=== DATASET RECORDS ===
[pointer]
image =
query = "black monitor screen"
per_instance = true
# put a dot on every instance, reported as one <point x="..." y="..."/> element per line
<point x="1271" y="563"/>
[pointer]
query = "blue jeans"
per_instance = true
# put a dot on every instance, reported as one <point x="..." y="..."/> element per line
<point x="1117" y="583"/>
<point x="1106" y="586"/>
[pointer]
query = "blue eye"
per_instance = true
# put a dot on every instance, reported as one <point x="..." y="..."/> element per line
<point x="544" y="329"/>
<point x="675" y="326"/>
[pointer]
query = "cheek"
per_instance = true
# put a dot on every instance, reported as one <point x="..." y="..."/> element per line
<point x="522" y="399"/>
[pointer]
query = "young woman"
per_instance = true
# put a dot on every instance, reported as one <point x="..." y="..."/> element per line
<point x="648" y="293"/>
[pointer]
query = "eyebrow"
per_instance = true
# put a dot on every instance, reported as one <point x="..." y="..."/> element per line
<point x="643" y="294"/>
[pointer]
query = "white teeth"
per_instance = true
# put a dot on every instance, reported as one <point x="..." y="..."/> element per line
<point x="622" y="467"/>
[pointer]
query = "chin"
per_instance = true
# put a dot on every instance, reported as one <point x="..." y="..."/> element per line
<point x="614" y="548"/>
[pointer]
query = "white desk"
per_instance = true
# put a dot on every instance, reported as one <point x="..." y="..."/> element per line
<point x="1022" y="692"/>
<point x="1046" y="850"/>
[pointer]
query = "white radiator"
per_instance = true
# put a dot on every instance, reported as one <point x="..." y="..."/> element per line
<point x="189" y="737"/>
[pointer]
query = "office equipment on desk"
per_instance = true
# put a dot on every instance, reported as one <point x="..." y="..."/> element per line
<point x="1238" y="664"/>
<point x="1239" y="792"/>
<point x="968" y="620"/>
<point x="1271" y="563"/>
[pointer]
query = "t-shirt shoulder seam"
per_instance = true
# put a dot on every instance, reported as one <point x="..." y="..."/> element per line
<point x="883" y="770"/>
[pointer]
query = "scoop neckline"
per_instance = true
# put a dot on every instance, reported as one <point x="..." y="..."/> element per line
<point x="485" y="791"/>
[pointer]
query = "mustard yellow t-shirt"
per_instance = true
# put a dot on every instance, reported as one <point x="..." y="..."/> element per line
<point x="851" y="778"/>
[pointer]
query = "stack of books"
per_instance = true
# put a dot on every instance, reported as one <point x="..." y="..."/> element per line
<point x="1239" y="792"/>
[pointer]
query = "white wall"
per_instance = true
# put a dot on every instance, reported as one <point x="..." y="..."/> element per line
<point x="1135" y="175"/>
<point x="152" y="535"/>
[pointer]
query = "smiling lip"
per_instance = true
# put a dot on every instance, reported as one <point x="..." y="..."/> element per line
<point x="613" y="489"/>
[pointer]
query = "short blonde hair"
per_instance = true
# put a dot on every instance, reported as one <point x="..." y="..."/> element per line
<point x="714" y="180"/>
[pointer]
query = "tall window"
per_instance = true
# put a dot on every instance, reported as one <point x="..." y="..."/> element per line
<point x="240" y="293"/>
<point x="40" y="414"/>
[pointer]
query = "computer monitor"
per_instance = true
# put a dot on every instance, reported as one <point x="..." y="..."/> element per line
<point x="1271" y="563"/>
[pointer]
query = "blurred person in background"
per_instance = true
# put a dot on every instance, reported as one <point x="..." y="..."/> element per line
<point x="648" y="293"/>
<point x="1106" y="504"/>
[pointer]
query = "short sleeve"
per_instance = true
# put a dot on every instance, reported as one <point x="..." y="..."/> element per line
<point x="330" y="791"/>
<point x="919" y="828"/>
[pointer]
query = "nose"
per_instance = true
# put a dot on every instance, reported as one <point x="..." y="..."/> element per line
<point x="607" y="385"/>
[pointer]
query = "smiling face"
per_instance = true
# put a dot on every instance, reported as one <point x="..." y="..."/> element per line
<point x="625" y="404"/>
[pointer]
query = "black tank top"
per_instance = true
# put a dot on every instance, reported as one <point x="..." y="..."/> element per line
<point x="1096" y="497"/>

=== WORK INSTRUCTIONS ===
Only a number is wanted here: how many lines in the entries contain the word "black"?

=== SOLUTION ===
2